* _What is asked_
Reproduce the records below unchanged, starting at the line that contains "Locate the ocean" and ending at the line that contains "x=252 y=138", with both of those lines included.

* _Record list_
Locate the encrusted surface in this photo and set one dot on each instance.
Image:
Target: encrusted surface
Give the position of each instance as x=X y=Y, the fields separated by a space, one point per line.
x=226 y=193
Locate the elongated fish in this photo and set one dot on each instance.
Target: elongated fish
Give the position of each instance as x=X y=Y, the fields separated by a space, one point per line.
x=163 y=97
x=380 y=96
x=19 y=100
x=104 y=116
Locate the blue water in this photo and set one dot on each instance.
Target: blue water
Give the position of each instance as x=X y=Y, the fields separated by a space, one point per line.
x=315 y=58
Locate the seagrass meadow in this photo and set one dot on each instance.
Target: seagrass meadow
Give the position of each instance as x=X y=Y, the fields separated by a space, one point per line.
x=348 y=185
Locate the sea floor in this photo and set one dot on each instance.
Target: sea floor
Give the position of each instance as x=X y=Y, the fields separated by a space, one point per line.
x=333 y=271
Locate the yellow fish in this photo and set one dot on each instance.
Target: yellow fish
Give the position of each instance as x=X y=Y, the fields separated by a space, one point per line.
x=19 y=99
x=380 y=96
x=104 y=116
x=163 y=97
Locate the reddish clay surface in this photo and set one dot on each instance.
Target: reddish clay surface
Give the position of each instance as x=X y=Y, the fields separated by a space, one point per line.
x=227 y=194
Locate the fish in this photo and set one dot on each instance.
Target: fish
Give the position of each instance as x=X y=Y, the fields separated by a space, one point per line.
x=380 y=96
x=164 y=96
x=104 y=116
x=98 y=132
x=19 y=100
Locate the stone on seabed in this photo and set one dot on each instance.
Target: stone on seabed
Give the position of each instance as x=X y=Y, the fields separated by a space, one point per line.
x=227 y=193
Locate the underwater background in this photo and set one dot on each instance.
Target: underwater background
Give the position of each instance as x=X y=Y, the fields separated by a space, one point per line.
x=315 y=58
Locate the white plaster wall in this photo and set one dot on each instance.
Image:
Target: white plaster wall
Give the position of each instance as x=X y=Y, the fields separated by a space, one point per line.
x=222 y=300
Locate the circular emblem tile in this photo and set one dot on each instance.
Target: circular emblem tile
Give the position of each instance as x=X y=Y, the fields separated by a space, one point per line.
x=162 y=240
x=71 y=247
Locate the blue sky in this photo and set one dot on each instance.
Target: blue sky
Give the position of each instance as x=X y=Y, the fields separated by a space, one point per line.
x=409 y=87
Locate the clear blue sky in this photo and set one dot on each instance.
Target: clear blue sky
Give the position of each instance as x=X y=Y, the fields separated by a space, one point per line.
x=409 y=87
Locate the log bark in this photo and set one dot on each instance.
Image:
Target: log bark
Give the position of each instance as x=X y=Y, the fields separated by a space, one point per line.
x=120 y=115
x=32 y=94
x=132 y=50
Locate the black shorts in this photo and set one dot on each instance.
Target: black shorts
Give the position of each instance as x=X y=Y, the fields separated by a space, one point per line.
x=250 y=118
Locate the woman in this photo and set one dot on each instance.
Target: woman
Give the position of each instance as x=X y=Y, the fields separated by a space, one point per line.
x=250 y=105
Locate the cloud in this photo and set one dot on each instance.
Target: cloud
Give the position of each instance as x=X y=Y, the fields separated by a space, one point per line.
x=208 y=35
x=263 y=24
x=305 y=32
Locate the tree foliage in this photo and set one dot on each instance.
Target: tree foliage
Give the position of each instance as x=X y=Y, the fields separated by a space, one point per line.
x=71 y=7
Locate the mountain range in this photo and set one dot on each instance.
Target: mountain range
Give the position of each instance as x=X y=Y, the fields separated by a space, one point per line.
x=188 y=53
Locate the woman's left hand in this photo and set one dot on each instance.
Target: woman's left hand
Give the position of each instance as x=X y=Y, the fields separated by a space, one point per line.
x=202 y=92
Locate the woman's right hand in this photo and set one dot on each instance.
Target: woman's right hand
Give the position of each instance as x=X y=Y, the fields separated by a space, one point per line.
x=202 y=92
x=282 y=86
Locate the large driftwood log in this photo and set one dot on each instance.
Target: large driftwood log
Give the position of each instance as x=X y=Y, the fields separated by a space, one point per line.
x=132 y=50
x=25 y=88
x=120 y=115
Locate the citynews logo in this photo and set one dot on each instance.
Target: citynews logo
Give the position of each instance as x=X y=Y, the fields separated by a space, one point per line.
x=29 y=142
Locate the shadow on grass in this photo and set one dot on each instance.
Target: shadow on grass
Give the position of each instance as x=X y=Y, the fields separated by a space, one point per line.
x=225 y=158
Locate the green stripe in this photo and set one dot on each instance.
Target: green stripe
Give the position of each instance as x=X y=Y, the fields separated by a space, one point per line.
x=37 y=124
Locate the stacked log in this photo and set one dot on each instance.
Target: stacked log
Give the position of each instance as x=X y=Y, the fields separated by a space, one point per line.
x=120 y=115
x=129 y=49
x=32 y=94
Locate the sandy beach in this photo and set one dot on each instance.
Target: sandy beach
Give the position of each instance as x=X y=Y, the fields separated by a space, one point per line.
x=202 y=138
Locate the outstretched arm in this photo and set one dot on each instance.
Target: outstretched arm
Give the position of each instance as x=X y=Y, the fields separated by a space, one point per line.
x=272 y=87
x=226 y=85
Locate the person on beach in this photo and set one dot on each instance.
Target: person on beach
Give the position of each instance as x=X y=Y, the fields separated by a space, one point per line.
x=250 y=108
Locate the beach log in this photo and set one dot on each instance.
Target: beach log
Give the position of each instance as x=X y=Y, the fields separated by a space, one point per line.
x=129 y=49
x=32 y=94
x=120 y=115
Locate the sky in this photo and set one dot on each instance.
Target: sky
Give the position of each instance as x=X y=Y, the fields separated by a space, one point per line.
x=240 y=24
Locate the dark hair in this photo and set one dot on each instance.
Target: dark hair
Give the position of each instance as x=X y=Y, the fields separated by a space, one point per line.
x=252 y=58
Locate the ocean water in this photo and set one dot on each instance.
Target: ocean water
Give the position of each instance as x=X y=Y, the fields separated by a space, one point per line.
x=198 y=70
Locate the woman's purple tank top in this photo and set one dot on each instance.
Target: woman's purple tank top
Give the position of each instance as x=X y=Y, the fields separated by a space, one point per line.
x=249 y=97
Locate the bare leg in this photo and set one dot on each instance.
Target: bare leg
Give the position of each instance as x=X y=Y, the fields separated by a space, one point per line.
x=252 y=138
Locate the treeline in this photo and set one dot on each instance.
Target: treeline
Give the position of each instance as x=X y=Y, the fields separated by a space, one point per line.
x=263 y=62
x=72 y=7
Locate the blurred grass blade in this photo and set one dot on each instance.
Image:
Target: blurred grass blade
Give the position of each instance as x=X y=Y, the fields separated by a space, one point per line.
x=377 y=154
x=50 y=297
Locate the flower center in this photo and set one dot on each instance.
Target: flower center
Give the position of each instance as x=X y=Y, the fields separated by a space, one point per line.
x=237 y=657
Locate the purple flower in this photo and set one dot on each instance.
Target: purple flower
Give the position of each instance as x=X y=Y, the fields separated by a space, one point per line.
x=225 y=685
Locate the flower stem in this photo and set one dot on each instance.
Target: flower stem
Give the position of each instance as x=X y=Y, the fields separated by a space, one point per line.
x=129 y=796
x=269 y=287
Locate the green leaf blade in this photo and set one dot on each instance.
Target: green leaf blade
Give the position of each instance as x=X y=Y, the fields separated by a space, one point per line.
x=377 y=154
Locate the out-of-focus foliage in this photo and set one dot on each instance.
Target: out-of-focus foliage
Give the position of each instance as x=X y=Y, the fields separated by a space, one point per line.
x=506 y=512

* _Final result_
Locate the ocean water in this photo and set one dot on each instance.
Target: ocean water
Give the position of each instance as x=X y=Y, the fields separated by a space, one point per line.
x=198 y=70
Locate the woman's purple tank top in this photo and set one dot on each instance.
Target: woman's purple tank top
Give the position of each instance as x=X y=Y, the fields separated by a space, one point per line.
x=249 y=97
Locate the bare leg in this photo and set one dot on each instance.
Target: bare leg
Give the position of each instance as x=X y=Y, the fields separated by a space, one point per line.
x=252 y=138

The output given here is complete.